## Provided passage
»»

May 1, 2015 — Another very interesting session at the Wireless Infrastructure Show, held April 29 in Hollywood, Florida, was “Mobile Network Densification.” This is becoming a top issue for small cell technology and deployments. Their low power and small propagation footprint means that, for ubiquitous coverage, they will have to be literally everywhere.
The model is a bit fuzzy. Unlike their macro brethren, small cells are mostly single operator, making the ROI much more difficult to materialize. Macro sites can generate revenue from many different tenants and lots of users. Not so with small cells and the discussion went pretty deep on how that can be addressed. Panelists touched on the products and applications that can be used to generate revenue. Unfortunately, there aren’t a lot of answers yet.
Other discussions revolved around the availability of infrastructure, such as street furniture, building and utility poles, as well as the different challenges each one of those can have. As well, the topics of getting cheap and available power and backhaul were discussed.
Another issue was the signal properties around the cell edge – latency and the various types of interference. With densification, these issues are at least an order of magnitude more omnipresent that with macro cells.

««

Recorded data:
»»

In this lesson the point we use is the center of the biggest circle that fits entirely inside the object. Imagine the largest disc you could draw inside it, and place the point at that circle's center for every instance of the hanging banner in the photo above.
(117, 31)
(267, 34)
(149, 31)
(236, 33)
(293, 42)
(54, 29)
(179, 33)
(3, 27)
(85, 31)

««

## Task instructions
a) According to the report on mobile network densification, when and where was the Wireless Infrastructure Show held?
b) Extend the report on mobile network densification, picking up after its last sentence.

## Responses in order
a) April 29 in Hollywood, Florida.

b)
Perhaps the most interesting perspective came in the form of the discussion about how small cells technology is catching up to the macro cell and they are becoming “mini-macro cells” in functionality (see Nokia story). A rather bold and interesting statement. And a novel approach proposed was to start selling them in that vein – to make sharing a major goal and make them multi-application (both licensed and unlicensed technologies.)
Ultimately, the panel noted, small cells have second and third generation technology available, but there are not yet any large-scale deployments of even first generation devices. They felt that first generation deployments will be the test bed used to gain experience.
So the takeaway from this session was small cells are ready to go, but face some stiff challenges. Yet the optimism was still there, and the yottabytes of data will be the great equalizer.